Ausgewählter Textauszug:
▬▬▬
# xml - Fehlermeldung "No grammar constraints (DTD or XML Schema) referenced in the document."



## Gast2 (10. Okt 2012)

Hallo,

ich habe mir erlaubt im Package Explorer im Kontextmenü meiner actuelle App "Valide" laufen zu lassen.
Darauf hin bekam ich eine Warmenldung in jeder meiner xml's (layouts, manifest, values,...).
Die Warnung lautet:


> No grammar constraints (DTD or XML Schema) referenced in the document.


und erscheint jeweils in der obersten Zeile.
*Was will Eclipse hier gerne sehen?
Was ist die "grammar constraints reference"?*

Hier in Beispiel meiner xml's:
[XML]<resources>

    <style name="AppTheme" parent="android:Theme.Light" />

    <color name="orange">#ffa500</color>
    <color name="rot">#ff0000</color>
    <color name="kornblau">#6495ed</color>
    <color name="rosa">#ffc0cb</color>
    <color name="gelb">#ffff00</color>
    <color name="gold">#ffd700</color>
    <color name="schwarz">#000000</color>
    <color name="weis">#FFFFFF</color>
    <color name="grau">#7F7F7F</color>

</resources>[/XML]

Die meisten meiner xml's beginnen mit der Zeile:[XML]<?xml version="1.0" encoding="utf-8"?>[/XML]
Auch hier die selbe Warnung.
▬▬▬
(Auszug aus einer Datendatei)
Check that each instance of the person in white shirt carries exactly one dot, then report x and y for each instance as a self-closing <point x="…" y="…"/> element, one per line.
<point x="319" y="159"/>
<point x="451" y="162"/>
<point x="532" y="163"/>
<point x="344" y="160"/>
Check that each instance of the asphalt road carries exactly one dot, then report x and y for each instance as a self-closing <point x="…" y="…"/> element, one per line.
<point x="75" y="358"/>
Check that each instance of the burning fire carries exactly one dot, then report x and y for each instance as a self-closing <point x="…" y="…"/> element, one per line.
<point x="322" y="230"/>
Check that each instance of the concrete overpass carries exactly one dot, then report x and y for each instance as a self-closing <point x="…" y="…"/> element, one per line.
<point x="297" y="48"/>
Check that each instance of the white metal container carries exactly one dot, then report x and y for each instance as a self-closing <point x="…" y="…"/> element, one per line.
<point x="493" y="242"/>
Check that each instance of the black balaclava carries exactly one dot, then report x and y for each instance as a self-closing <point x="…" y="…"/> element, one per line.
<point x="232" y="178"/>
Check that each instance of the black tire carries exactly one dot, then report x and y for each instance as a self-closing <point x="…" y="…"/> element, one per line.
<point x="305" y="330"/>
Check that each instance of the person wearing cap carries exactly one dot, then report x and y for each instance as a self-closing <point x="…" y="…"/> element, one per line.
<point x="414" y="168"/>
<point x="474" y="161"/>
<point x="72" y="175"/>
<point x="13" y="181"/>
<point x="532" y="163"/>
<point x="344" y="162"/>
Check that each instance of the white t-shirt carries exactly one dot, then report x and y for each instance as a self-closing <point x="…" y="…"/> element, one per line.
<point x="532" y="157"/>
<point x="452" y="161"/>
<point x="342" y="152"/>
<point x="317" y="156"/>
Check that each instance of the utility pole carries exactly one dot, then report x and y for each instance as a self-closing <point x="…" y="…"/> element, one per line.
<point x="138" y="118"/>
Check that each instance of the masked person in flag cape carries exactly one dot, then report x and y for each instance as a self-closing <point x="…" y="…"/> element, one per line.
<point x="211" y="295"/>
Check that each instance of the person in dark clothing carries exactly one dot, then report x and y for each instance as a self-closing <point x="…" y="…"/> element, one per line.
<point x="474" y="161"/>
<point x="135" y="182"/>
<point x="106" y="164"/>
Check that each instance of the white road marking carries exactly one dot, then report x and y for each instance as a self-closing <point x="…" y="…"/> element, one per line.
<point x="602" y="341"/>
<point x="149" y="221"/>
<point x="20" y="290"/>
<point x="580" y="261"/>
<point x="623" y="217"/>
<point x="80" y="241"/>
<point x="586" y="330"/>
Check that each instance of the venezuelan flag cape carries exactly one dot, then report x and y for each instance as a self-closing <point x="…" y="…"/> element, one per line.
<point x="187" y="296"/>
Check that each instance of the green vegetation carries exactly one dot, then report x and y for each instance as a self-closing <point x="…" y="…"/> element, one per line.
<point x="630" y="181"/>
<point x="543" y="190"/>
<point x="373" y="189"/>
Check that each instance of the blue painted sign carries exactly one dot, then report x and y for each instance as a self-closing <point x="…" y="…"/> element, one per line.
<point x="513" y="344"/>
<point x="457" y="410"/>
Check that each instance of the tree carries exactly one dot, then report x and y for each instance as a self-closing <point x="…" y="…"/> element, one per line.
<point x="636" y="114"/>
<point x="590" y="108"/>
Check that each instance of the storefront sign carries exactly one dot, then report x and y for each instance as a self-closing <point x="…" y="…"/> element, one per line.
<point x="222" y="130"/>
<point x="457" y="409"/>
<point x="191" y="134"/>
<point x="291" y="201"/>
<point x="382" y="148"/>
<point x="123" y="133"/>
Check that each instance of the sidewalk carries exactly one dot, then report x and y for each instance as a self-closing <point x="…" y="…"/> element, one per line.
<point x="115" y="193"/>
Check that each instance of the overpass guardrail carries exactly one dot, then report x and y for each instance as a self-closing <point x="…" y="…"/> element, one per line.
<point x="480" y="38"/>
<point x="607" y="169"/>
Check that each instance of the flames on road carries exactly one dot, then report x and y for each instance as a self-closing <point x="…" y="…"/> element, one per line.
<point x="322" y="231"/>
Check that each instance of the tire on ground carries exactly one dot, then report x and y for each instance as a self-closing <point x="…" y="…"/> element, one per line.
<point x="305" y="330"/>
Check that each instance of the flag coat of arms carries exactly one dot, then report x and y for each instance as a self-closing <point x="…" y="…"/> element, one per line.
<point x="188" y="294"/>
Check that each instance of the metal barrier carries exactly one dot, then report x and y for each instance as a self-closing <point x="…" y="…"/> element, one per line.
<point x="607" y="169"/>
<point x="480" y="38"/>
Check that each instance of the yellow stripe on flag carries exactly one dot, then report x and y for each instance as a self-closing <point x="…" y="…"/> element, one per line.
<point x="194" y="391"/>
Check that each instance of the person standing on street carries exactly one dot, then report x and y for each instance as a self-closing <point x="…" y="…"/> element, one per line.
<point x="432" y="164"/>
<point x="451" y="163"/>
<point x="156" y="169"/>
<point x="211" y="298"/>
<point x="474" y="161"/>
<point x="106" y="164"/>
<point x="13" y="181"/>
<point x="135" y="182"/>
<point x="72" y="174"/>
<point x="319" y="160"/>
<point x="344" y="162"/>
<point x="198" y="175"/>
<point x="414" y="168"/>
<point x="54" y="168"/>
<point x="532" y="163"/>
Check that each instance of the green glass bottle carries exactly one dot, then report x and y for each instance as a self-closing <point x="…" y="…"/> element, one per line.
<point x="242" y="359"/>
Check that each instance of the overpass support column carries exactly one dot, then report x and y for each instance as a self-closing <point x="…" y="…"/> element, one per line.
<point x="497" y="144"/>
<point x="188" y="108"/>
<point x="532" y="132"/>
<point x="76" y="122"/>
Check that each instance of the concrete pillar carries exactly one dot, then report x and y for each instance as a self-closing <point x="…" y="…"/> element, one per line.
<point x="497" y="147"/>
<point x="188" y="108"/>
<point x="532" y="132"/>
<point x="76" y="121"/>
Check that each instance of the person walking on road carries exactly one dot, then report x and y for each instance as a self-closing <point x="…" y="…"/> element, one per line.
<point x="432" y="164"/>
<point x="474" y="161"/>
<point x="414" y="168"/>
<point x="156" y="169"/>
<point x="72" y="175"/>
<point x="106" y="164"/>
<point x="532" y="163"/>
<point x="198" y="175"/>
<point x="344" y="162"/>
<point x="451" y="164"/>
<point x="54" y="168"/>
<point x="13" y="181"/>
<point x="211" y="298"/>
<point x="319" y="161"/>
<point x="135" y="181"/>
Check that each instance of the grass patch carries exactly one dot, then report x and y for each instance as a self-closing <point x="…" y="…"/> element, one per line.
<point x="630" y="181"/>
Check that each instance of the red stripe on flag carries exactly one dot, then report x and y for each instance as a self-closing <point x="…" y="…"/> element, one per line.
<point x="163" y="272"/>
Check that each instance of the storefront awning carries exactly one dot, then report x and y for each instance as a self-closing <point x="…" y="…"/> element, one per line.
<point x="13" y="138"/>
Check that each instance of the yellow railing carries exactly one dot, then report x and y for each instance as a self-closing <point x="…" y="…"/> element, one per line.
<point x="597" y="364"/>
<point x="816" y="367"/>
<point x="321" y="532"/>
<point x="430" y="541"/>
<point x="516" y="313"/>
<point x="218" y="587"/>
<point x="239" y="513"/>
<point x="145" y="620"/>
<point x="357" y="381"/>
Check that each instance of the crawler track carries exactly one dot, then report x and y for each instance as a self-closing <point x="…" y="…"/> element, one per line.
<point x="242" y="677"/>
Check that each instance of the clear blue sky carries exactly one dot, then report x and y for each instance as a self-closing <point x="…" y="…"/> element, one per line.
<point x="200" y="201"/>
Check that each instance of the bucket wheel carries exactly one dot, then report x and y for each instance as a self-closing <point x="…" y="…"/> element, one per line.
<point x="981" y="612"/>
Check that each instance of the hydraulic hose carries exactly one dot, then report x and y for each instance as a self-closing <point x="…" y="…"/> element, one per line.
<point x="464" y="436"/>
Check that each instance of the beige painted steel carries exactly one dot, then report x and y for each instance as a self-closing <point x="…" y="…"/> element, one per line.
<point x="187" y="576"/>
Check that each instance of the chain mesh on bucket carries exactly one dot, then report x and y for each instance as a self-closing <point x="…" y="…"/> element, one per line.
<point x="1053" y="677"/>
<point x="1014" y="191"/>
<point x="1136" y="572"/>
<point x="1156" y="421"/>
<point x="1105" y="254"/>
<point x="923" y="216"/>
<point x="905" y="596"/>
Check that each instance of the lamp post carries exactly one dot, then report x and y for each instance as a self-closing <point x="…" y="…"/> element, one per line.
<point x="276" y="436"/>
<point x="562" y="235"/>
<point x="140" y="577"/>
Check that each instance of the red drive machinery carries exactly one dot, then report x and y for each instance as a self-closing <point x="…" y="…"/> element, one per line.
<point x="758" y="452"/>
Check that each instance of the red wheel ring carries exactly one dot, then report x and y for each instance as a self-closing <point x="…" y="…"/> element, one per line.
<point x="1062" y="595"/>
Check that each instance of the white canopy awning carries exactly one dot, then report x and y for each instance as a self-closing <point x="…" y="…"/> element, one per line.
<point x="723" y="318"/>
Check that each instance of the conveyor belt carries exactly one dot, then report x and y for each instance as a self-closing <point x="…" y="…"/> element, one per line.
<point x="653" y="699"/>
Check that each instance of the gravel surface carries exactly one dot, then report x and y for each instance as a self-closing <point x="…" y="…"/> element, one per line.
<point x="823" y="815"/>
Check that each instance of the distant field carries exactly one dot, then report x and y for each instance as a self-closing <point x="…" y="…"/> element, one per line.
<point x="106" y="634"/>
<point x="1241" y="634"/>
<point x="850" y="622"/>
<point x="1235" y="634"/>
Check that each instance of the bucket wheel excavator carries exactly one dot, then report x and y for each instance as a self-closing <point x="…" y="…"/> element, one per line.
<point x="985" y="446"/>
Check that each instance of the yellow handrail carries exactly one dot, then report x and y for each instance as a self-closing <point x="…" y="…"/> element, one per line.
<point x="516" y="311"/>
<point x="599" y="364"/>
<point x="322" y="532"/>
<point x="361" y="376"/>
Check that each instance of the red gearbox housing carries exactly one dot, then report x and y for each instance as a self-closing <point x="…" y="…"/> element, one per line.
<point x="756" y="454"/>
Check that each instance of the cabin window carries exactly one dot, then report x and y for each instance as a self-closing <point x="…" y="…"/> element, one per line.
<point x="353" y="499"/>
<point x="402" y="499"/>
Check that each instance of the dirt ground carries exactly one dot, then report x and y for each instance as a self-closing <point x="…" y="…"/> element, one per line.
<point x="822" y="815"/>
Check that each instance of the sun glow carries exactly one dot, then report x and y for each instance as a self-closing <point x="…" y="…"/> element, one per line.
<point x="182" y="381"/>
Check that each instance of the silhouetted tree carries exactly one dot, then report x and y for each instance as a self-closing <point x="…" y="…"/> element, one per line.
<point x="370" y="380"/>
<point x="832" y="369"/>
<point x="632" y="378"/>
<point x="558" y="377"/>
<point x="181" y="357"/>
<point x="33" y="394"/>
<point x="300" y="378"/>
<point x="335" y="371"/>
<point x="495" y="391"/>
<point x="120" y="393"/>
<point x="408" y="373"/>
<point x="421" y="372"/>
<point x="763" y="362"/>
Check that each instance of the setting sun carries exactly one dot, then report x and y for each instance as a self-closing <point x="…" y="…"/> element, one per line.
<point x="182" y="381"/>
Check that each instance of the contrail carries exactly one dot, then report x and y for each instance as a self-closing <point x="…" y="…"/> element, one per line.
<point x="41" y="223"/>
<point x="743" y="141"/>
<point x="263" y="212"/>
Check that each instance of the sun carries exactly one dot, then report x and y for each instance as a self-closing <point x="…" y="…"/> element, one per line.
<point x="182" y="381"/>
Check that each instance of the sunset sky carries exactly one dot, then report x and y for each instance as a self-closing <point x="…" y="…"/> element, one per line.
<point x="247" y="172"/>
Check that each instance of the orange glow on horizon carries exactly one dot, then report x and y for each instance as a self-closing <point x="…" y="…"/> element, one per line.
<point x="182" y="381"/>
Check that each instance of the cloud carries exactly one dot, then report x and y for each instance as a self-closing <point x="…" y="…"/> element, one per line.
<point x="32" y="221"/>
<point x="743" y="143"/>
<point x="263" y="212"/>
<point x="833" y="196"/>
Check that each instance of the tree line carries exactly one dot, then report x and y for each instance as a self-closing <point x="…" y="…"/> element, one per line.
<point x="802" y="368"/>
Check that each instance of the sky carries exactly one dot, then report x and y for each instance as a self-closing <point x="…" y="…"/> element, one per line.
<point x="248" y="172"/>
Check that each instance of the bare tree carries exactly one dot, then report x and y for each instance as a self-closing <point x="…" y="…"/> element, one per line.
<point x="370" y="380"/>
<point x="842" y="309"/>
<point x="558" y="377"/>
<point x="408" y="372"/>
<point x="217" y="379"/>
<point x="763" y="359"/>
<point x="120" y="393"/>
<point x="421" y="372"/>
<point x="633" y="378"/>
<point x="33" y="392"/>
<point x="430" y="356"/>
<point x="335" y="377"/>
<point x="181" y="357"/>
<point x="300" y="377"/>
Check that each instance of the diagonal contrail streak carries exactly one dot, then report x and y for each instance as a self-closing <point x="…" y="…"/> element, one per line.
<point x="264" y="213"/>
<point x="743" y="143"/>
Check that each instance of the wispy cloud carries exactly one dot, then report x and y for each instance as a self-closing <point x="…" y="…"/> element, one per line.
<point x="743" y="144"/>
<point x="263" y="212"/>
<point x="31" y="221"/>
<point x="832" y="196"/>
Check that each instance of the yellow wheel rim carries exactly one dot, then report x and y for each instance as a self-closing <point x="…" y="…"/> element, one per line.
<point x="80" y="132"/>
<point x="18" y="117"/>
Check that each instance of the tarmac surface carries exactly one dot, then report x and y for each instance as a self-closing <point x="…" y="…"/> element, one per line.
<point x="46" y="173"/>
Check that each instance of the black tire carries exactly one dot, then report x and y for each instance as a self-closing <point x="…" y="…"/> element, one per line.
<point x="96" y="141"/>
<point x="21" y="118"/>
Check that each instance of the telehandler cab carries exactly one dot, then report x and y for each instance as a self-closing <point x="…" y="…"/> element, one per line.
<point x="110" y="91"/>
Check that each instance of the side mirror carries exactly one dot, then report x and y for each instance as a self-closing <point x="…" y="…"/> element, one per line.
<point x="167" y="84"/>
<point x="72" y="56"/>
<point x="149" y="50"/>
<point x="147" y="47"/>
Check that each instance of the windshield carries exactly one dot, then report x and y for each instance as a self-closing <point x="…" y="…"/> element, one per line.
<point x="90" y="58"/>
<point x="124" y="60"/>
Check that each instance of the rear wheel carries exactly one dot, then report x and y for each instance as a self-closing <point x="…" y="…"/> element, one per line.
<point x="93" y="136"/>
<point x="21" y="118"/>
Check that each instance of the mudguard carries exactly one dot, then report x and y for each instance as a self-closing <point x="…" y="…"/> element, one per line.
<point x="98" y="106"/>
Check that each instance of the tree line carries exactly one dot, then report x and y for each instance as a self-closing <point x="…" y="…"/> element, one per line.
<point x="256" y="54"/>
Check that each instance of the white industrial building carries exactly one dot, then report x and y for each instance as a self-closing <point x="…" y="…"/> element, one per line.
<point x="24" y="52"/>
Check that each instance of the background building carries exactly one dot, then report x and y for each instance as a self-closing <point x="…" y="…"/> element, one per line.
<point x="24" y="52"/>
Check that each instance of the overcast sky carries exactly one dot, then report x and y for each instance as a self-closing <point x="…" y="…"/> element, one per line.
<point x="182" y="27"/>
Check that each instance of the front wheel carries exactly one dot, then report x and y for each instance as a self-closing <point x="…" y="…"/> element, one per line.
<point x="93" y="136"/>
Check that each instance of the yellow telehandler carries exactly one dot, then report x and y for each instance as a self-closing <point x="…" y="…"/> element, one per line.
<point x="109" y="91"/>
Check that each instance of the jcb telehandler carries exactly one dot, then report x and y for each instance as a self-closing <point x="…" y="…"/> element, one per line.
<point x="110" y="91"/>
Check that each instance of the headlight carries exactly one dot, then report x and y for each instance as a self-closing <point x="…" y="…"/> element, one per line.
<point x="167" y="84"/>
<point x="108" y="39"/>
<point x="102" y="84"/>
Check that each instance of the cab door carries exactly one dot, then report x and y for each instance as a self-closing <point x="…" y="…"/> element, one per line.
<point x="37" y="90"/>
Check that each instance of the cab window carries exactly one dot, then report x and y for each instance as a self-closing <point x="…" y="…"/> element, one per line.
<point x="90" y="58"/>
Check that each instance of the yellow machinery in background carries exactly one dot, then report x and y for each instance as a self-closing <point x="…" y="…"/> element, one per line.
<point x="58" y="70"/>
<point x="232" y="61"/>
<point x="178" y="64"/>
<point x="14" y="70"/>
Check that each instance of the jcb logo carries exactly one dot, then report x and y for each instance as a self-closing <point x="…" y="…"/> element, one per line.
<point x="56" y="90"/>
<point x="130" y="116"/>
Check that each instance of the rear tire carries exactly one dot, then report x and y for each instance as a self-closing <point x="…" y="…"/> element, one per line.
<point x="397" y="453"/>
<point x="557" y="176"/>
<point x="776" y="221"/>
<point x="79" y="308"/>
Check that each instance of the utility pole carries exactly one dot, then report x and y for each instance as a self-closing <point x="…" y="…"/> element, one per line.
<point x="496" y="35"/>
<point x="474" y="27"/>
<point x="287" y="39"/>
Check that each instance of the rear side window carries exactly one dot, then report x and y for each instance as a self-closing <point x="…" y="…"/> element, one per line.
▬▬▬
Deine Aufgaben:
(A) Erkläre in ein bis drei Sätzen, wodurch laut dem Forenbeitrag zur XML-Warnung die Warnmeldung in den XML-Dateien ausgelöst wurde.
(B) Setze den Forenbeitrag zur XML-Warnung im Anschluss an seinen letzten Satz fort.

Die Antworten:
(A) Die Warnmeldung erschien, nachdem im Package Explorer über das Kontextmenü der aktuellen App „Valide“ ausgeführt worden war. Daraufhin tauchte sie in jeder XML-Datei (Layouts, Manifest, Values) jeweils in der obersten Zeile auf.

(B)
----------



## schlingel (10. Okt 2012)

Du hast echt kein Glück mit deinem Eclipse. So wie ich das sehe, ist das Bug im Eclipse, meine Style-Files sehen nämlich alle genauso aus.

Du hast zwei Möglichkeiten: 
- Du fügst ein Schema hinzu.
- Du versteckst die Warnung

Hier oder hier nachzulesen.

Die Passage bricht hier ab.